Begin Excerpted text
History
History Wars: Chinese Propaganda Against Japan Gains Ground in Canada
Published
7 years agoon
On November 30, 2017, Hong Kong-born Jenny Kwan, a member of the Canadian House of Commons from the western province of British Columbia, took to the assembly floor to deliver a statement.
“Mr. Speaker,” Kwan began, “80 years ago, 20,000 to 80,000 Chinese women and girls were raped, and approximately 300,000 people were killed. Some 200,000 women, known as comfort women, became sexual slaves to the Imperial Japanese Army forces. Western eye-witnesses in Nanjing described the atrocities as ‘Hell on Earth.’”
She continued: “After the Nanjing Massacre, the sexual slavery system for the Japanese military expanded rapidly. Some 200,000 women from Korea, the Philippines, China, Burma, Indonesia, and other Japanese-occupied territories were tricked, kidnapped, or coerced to work in brothels to serve as ‘comfort women’ to the Imperial Japanese Army.”
Her impassioned remarks drew applause from the House of Commons.
Canada ALPHA Takes Center Stage
Kwan mentioned that documents related to the Nanking Massacre had been registered with the Memory of the World program of the United Nations Educational, Scientific, and Cultural Organization’s (UNESCO). She then concluded her remarks by mentioning “Canada ALPHA” (Association for Learning and Preserving the History of WWII in Asia): “Thank you, Canada ALPHA, for your dedication in ensuring that Canadians remember and learn from this history.”
In an e-mail response to a Sankei Shimbun request for comment on her House of Commons remarks, Kwan replied that she believes that all historical atrocities should be remembered. This, Kwan wrote, was the spirit of “never again.”
The Nanking Incident and the comfort women—it is beyond doubt that, for those who cannot separate fact from fiction, these two phrases carry an intense impact.
December 13th marked the 80th year since the occupation of Nanking by the Japanese Imperial Army during the Sino-Japanese war in 1937. In Canada, a nation of immigrants with more than 1.7 million citizens of Chinese descent, the anti-Japan movement has reached a pitch in recent years that surpasses anything seen before.
End Excerpted text
Begin Input rows
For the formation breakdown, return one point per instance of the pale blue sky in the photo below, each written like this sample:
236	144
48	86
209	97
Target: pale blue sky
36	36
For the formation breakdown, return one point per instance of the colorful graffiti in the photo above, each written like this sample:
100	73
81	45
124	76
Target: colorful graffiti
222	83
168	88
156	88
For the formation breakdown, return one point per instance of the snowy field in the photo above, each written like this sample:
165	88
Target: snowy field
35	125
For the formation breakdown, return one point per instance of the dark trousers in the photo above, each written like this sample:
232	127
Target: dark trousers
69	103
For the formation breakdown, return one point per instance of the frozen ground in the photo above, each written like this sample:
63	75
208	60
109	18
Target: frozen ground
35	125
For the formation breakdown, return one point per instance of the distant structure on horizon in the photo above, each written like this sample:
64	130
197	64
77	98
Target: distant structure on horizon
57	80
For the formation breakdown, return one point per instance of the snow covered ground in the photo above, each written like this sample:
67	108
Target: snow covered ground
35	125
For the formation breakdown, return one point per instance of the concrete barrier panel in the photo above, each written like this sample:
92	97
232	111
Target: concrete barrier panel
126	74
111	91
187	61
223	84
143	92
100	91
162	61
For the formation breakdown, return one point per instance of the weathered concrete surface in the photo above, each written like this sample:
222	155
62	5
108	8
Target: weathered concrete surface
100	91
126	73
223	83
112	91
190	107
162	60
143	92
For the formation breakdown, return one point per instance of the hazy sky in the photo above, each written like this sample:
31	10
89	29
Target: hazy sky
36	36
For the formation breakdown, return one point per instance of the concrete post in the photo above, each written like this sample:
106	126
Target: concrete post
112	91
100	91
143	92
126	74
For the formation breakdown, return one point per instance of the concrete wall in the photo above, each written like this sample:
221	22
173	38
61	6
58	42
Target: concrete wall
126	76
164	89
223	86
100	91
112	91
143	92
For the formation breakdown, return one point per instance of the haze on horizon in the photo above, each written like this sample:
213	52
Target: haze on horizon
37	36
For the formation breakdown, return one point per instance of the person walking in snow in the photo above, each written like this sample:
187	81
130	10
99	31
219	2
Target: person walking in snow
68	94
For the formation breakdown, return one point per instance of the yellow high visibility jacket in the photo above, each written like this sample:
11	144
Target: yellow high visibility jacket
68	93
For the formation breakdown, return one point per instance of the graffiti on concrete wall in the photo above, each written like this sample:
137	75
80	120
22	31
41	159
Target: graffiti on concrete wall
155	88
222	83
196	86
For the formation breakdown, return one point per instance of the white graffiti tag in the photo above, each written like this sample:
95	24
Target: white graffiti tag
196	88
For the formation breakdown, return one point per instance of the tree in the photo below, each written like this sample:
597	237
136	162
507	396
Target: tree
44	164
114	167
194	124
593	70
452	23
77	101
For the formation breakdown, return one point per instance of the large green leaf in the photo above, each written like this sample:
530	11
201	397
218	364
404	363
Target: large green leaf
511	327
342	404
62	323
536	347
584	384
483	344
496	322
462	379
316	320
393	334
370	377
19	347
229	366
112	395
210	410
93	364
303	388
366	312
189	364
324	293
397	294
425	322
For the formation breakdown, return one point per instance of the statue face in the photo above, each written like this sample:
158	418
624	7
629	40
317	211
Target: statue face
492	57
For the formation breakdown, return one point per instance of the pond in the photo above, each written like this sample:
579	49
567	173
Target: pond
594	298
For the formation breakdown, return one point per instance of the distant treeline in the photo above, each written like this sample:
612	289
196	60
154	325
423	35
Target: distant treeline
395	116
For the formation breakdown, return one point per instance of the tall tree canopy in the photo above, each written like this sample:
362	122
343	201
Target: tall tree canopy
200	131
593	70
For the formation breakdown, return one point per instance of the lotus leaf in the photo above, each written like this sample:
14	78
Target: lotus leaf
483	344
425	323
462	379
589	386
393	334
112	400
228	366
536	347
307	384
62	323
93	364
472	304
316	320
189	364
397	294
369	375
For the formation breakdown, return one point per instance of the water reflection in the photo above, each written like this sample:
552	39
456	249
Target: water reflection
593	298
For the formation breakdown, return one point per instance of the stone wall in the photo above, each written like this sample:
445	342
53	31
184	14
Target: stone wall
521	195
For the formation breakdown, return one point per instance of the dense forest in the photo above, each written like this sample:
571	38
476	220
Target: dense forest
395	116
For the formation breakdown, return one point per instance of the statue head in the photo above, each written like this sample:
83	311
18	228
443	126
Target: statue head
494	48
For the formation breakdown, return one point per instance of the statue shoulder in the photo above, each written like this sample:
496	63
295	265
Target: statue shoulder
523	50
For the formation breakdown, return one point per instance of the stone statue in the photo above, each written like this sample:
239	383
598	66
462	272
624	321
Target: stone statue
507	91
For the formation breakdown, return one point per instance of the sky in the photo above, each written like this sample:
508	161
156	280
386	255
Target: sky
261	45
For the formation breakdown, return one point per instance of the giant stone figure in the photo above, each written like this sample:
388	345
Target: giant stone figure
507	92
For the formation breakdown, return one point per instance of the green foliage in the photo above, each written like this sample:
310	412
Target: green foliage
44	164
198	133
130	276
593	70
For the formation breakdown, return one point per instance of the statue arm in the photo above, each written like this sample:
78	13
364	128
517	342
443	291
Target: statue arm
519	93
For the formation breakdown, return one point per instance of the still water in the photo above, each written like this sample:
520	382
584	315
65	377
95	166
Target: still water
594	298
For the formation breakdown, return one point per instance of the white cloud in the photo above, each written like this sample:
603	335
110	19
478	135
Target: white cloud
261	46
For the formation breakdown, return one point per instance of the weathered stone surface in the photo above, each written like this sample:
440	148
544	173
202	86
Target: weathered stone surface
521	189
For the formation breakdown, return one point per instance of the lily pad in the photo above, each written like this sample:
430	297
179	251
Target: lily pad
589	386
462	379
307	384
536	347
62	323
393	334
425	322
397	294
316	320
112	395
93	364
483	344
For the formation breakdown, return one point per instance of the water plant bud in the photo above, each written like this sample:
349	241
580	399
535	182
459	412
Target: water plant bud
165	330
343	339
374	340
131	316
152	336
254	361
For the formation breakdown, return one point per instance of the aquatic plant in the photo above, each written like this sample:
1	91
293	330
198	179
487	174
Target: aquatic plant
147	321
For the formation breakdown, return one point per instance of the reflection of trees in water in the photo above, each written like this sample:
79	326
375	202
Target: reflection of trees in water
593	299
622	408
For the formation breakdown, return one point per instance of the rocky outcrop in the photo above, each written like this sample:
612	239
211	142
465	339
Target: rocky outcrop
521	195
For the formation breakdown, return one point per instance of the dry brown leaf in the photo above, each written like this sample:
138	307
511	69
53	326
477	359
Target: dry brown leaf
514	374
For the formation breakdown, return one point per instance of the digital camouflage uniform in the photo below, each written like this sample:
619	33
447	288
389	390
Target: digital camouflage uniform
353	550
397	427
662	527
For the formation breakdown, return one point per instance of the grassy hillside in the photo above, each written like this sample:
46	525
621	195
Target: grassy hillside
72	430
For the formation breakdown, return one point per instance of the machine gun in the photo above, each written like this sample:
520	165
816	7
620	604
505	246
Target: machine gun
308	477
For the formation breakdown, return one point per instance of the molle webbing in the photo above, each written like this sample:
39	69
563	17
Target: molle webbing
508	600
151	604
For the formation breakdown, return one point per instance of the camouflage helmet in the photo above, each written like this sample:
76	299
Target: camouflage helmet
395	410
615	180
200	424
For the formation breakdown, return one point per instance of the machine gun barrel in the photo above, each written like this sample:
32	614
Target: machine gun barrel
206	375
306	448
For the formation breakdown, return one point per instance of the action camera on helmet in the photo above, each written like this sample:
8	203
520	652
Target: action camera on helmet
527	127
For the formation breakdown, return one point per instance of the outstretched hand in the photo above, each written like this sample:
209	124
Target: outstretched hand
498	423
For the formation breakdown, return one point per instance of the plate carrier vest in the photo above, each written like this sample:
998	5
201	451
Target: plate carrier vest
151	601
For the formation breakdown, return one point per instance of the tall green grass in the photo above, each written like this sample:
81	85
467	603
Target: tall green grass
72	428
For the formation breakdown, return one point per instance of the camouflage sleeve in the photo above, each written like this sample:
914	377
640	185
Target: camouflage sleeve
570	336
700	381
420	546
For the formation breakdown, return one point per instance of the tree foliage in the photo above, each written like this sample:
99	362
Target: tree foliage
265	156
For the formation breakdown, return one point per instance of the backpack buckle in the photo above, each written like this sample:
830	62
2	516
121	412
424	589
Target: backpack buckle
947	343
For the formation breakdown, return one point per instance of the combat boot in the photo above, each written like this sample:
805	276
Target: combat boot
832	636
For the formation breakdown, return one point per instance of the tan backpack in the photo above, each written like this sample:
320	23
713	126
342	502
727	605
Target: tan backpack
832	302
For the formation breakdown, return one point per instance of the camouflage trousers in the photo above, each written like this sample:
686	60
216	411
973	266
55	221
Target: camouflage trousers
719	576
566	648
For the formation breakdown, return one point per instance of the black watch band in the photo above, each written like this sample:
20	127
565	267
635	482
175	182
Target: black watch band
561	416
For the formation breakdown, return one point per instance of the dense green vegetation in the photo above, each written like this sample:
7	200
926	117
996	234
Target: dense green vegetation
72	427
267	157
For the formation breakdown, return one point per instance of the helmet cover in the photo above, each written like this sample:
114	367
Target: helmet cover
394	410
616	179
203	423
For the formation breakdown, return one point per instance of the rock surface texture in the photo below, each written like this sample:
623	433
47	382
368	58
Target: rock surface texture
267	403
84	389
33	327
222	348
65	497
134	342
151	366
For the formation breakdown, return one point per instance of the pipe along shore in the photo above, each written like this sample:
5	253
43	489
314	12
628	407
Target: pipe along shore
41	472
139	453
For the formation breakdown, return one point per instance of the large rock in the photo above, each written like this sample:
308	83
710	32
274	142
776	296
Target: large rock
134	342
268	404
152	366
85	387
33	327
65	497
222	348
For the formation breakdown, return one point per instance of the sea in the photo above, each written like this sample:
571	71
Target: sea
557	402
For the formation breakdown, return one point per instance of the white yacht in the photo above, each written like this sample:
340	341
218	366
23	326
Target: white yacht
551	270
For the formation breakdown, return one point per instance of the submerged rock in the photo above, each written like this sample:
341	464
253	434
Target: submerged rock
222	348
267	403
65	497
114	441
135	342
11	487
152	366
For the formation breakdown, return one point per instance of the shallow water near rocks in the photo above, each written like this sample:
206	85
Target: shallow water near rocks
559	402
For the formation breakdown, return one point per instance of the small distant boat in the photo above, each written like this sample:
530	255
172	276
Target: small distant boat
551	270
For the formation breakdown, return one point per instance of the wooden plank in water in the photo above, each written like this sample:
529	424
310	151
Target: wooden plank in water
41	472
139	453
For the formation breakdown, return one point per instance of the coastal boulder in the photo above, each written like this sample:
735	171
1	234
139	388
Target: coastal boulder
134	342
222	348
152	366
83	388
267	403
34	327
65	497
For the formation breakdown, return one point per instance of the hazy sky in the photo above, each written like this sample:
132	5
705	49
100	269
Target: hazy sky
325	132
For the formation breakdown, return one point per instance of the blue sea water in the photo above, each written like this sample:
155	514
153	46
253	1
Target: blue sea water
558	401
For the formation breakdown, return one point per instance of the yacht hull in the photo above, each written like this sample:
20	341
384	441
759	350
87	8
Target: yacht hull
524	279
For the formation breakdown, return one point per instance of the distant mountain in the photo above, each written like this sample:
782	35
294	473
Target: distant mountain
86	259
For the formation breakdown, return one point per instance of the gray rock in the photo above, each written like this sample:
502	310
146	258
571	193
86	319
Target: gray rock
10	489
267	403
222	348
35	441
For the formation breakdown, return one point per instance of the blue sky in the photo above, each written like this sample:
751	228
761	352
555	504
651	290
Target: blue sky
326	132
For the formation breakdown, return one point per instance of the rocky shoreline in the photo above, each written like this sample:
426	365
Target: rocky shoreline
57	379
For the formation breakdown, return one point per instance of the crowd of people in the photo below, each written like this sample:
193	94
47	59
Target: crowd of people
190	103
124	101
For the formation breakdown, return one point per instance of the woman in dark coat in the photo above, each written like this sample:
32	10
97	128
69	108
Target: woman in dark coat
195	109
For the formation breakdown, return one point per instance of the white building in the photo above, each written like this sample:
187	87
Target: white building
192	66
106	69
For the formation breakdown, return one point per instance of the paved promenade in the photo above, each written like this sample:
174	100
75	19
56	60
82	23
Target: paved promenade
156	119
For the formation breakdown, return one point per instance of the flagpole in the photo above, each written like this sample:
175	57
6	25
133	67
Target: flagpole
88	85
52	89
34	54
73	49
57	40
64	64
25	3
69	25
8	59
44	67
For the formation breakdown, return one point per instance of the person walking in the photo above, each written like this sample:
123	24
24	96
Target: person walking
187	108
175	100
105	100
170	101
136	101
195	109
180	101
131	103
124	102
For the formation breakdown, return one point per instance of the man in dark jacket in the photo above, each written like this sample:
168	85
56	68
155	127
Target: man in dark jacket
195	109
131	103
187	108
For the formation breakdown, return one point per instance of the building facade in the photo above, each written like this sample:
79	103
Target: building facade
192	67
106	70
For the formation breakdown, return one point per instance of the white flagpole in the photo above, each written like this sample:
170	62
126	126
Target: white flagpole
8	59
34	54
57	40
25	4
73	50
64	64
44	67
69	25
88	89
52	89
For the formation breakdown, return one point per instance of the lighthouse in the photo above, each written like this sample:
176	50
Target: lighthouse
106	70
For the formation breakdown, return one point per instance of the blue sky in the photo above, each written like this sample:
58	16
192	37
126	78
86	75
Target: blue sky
End Input rows
**The tasks**
(a) From the article on Chinese propaganda in Canada, list the countries Kwan names as places from which women were tricked, kidnapped, or coerced into working in military brothels.
(b) Count the lines in the listing that contain the string "molle", and reply with the number only.
The article and the listing are unrelated to each other.

**Task-by-task answers**
(a) Korea, the Philippines, China, Burma, Indonesia

(b) 2